• Exercise: Pick out and copy every line of the data below that contains the string "surface". Treat the match as case-sensitive.

(Photo-based point labeling data)
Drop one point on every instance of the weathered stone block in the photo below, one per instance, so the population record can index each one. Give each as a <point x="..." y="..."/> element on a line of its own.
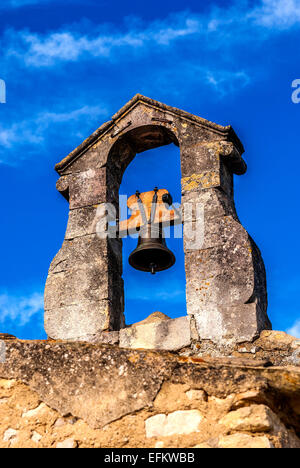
<point x="245" y="441"/>
<point x="230" y="324"/>
<point x="88" y="188"/>
<point x="82" y="321"/>
<point x="254" y="418"/>
<point x="179" y="423"/>
<point x="170" y="335"/>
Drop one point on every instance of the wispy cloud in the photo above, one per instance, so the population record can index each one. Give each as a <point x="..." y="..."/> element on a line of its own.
<point x="277" y="13"/>
<point x="295" y="329"/>
<point x="13" y="4"/>
<point x="20" y="309"/>
<point x="36" y="131"/>
<point x="220" y="26"/>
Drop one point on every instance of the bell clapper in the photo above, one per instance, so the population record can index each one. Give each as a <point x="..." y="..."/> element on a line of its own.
<point x="151" y="254"/>
<point x="153" y="267"/>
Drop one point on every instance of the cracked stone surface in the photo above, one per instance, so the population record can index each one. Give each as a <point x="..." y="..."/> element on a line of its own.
<point x="226" y="280"/>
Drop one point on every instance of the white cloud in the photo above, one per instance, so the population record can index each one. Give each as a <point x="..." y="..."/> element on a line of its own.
<point x="220" y="27"/>
<point x="12" y="4"/>
<point x="20" y="309"/>
<point x="277" y="13"/>
<point x="295" y="329"/>
<point x="36" y="131"/>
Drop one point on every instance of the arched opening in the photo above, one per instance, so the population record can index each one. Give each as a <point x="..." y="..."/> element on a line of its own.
<point x="149" y="157"/>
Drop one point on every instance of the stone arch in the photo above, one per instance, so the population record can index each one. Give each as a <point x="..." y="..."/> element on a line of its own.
<point x="226" y="293"/>
<point x="123" y="154"/>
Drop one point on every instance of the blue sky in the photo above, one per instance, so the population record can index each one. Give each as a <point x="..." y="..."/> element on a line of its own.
<point x="69" y="65"/>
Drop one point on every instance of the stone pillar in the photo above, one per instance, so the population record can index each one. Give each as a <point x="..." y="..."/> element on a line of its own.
<point x="84" y="291"/>
<point x="226" y="280"/>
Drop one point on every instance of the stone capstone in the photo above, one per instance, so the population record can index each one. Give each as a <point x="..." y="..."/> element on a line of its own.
<point x="170" y="335"/>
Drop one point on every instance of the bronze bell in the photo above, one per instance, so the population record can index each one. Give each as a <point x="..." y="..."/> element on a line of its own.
<point x="152" y="254"/>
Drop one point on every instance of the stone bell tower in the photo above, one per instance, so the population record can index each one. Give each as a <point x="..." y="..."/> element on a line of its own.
<point x="225" y="277"/>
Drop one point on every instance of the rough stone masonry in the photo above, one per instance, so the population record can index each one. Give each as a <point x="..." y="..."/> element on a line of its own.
<point x="226" y="282"/>
<point x="69" y="395"/>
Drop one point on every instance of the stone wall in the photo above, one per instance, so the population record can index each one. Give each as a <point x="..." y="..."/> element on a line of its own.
<point x="69" y="395"/>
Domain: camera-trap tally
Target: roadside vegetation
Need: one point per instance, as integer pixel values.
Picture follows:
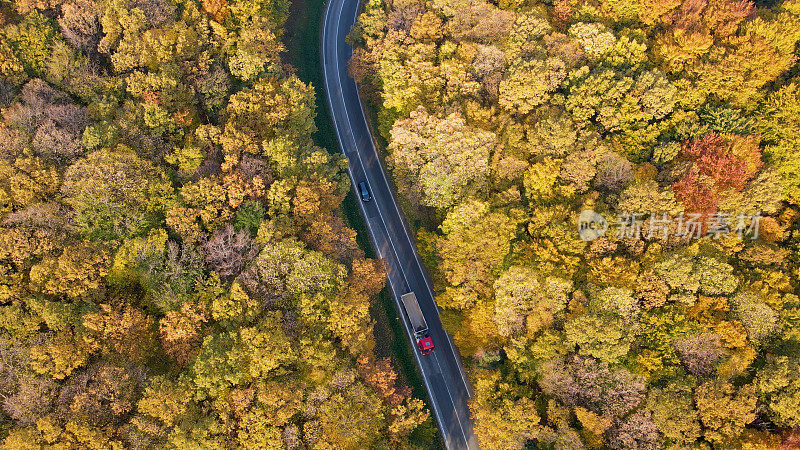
(176, 270)
(505, 120)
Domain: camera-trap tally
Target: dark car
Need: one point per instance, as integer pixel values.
(364, 190)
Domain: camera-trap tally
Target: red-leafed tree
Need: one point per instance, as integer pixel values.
(718, 163)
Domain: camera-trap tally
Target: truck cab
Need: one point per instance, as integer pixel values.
(418, 324)
(425, 345)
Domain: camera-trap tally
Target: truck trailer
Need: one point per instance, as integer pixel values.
(418, 324)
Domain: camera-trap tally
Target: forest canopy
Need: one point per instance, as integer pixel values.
(677, 122)
(175, 267)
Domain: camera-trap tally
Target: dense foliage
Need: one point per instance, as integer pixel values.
(506, 119)
(175, 270)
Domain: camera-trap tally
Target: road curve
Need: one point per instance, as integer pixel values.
(445, 381)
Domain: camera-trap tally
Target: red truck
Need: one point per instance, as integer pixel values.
(418, 324)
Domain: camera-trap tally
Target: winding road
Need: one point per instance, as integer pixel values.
(445, 381)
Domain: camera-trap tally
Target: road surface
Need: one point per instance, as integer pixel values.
(447, 385)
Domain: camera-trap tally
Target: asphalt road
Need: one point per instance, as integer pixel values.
(447, 385)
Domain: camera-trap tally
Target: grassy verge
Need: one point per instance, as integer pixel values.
(301, 37)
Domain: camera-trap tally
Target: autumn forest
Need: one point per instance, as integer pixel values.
(505, 120)
(177, 268)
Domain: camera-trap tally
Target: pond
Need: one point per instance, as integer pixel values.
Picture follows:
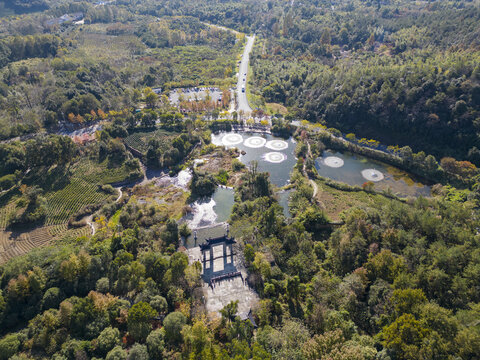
(355, 169)
(273, 154)
(213, 210)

• Answer to the exercise:
Drop one point on every instance of the cracked stone surface in the photo above, one per instance, so the population record can index each one. Give each as a <point x="..." y="..."/> element on a line of its own.
Target: road surface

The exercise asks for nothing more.